• THE EXERCISE: All of the material below is to be retyped exactly.
#####
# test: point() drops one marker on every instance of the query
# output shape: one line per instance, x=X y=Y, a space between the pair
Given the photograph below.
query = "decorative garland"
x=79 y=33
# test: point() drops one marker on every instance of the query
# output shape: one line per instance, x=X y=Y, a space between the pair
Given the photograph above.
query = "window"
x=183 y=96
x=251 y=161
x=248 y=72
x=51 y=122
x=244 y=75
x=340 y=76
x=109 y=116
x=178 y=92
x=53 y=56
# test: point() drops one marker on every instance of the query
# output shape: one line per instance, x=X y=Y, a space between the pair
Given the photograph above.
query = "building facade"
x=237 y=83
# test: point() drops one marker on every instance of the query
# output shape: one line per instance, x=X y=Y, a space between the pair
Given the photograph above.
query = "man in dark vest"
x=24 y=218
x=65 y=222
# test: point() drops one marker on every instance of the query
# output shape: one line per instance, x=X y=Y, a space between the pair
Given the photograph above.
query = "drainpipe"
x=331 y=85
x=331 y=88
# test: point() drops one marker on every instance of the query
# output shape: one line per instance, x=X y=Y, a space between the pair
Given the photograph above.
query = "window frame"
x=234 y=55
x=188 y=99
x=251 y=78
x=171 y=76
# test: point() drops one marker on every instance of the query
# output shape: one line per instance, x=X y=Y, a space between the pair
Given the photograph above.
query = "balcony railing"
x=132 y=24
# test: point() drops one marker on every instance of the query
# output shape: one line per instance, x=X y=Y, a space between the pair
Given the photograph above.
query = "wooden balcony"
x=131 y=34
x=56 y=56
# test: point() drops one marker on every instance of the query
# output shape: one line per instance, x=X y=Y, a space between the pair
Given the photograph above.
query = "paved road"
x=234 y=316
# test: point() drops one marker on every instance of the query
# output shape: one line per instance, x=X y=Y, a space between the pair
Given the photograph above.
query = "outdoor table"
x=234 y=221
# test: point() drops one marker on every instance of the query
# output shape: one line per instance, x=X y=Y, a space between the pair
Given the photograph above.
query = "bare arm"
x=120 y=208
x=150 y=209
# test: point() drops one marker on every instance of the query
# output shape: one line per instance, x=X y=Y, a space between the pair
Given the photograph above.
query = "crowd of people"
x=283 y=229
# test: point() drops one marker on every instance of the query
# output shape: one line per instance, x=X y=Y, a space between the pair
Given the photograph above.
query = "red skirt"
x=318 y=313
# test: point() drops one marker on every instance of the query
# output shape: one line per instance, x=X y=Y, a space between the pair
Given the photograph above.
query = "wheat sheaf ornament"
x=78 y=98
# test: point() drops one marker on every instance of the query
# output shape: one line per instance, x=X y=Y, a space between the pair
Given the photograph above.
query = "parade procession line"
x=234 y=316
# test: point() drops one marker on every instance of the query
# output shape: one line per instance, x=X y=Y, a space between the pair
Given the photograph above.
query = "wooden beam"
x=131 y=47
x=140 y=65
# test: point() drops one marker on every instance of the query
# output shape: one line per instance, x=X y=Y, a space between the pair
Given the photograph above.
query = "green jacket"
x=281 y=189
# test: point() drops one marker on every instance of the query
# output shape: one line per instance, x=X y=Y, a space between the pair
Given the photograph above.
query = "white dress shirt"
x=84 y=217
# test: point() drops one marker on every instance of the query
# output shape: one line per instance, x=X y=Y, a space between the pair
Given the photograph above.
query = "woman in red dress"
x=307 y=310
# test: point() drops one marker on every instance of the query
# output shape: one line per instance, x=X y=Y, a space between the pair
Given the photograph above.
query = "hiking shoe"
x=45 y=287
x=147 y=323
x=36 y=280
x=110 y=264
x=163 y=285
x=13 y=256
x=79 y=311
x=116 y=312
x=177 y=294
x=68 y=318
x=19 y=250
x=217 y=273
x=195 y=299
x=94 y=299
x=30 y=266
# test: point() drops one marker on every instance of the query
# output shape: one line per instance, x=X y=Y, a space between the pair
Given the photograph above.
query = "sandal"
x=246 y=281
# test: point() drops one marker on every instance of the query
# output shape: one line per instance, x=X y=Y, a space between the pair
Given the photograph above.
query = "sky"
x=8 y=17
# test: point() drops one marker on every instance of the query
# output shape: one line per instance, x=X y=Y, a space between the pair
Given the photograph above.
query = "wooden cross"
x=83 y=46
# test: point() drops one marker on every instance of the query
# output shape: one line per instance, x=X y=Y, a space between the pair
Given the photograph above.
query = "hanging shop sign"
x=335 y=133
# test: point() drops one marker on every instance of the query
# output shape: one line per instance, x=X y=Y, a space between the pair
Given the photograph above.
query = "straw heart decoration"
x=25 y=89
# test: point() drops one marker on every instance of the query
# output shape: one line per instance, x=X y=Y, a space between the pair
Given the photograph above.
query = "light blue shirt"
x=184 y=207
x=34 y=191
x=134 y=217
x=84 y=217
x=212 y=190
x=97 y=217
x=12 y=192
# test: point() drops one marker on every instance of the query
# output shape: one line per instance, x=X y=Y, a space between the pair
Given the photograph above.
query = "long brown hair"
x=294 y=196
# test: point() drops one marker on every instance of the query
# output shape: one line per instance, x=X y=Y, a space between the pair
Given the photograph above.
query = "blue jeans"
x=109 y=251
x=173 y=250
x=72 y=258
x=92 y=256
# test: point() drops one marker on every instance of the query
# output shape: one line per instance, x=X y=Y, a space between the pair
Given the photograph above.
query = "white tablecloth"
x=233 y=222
#####
• THE REPLY:
# test: point() drops one marker on every instance of the query
# output shape: one line per instance, x=X y=Y, a space between the pair
Given the photograph below.
query = "decorative garland"
x=79 y=33
# test: point() drops one marker on every instance of the query
# output shape: one line per instance, x=X y=Y, a space between the pair
Given the photograph above.
query = "window"
x=183 y=96
x=251 y=161
x=248 y=72
x=51 y=122
x=244 y=75
x=340 y=76
x=109 y=116
x=178 y=92
x=53 y=56
# test: point() drops one marker on every instance of the query
# output shape: one line per instance, x=X y=Y, a space between the pair
Given the photograph above.
query = "building facade"
x=237 y=83
# test: point() drops one marker on every instance of the query
# output shape: one line per instance, x=X y=Y, a space between the pair
Given the photograph above.
query = "man in dark vest"
x=24 y=218
x=65 y=222
# test: point() drops one marker on every instance of the query
# output shape: one line per instance, x=X y=Y, a space between the pair
Given the photograph above.
query = "drainpipe"
x=331 y=85
x=331 y=88
# test: point() drops one marker on every instance of the query
# output shape: one line per instance, x=X y=Y, a space between the pair
Given the photograph above.
query = "window frame"
x=234 y=55
x=188 y=99
x=251 y=78
x=171 y=76
# test: point() drops one marker on every instance of the query
# output shape: one line per instance, x=X y=Y, a space between the pair
Given the photograph above.
query = "balcony railing"
x=132 y=24
# test: point() drops one marker on every instance of the query
# output shape: one line per instance, x=X y=Y, a space between the pair
Given the photograph above.
query = "wooden balcony"
x=131 y=34
x=56 y=56
# test: point() drops one marker on every instance of the query
# output shape: one line per instance, x=X y=Y, a space between the pair
Given the photograph above.
query = "paved road"
x=234 y=316
# test: point() drops one marker on every instance of the query
# output shape: one line per instance, x=X y=Y, a space between the pair
Given the photograph above.
query = "outdoor table"
x=234 y=221
# test: point() drops one marker on every instance of the query
# output shape: one line per instance, x=X y=Y, a space between the pair
Given the photograph above.
query = "bare arm"
x=120 y=208
x=150 y=209
# test: point() drops one marker on every instance of the query
# output shape: one line per instance, x=X y=Y, a space between the pair
Given the photograph above.
query = "crowd of people"
x=283 y=229
# test: point() drops one marker on every instance of the query
# output shape: one line per instance, x=X y=Y, a space between the pair
Given the photograph above.
query = "red skirt"
x=318 y=313
# test: point() drops one marker on every instance of the query
# output shape: one line per instance, x=X y=Y, a space between the pair
Given the photograph above.
query = "wheat sheaf ornament"
x=78 y=98
# test: point() drops one marker on every instance of the query
# output shape: one line per instance, x=X y=Y, a space between the pair
Given the photograph above.
query = "parade procession line"
x=234 y=316
# test: point() drops one marker on every instance of the query
# output shape: one line per instance, x=X y=Y, a space between the pair
Given the photograph above.
query = "wooden beam"
x=131 y=47
x=140 y=65
# test: point() drops one marker on every instance of the query
# output shape: one line per instance, x=X y=Y, a space between the pair
Given the photograph above.
query = "green jacket"
x=281 y=189
# test: point() drops one marker on every instance of the query
# output shape: one line per instance, x=X y=Y, a space between the pair
Given the photograph above.
query = "white dress shirt"
x=84 y=217
# test: point() drops one marker on every instance of the query
# output shape: one line per instance, x=X y=Y, a space between the pair
Given the photograph above.
query = "woman in red dress"
x=307 y=310
# test: point() drops one marker on every instance of the query
# output shape: one line per instance, x=X y=Y, a space between the pair
Given the photograph above.
query = "hiking shoe"
x=45 y=287
x=147 y=323
x=36 y=280
x=110 y=264
x=163 y=285
x=13 y=256
x=79 y=311
x=116 y=312
x=177 y=294
x=68 y=318
x=19 y=250
x=217 y=273
x=195 y=299
x=94 y=299
x=30 y=266
# test: point() drops one marker on every instance of the query
# output shape: one line per instance, x=X y=Y, a space between the pair
Given the photograph above.
query = "sandal"
x=246 y=281
# test: point() drops one marker on every instance of the query
# output shape: one line per instance, x=X y=Y, a space between the pair
Given the photograph above.
query = "sky"
x=8 y=17
# test: point() drops one marker on every instance of the query
# output shape: one line per instance, x=X y=Y, a space between the pair
Given the photograph above.
query = "wooden cross"
x=83 y=46
# test: point() drops one marker on every instance of the query
# output shape: one line per instance, x=X y=Y, a space between the pair
Given the photograph above.
query = "hanging shop sign"
x=335 y=133
# test: point() drops one marker on every instance of the query
# output shape: one line per instance, x=X y=Y, a space between the pair
Given the photograph above.
query = "straw heart decoration"
x=25 y=89
# test: point() drops one marker on every instance of the query
# output shape: one line per instance, x=X y=Y, a space between the pair
Given the photograph above.
query = "light blue shirt"
x=184 y=207
x=34 y=191
x=134 y=217
x=84 y=217
x=212 y=190
x=97 y=217
x=12 y=192
# test: point() drops one marker on every instance of the query
# output shape: one line per instance, x=X y=Y, a space between the pair
Given the photograph above.
query = "long brown hair"
x=294 y=196
# test: point() drops one marker on every instance of the query
# output shape: one line per instance, x=X y=Y, a space between the pair
Given the photograph above.
query = "blue jeans"
x=109 y=251
x=173 y=250
x=72 y=258
x=92 y=256
# test: point() drops one marker on every instance of the query
# output shape: one line per instance, x=X y=Y, a space between the pair
Given the photograph above.
query = "white tablecloth"
x=233 y=222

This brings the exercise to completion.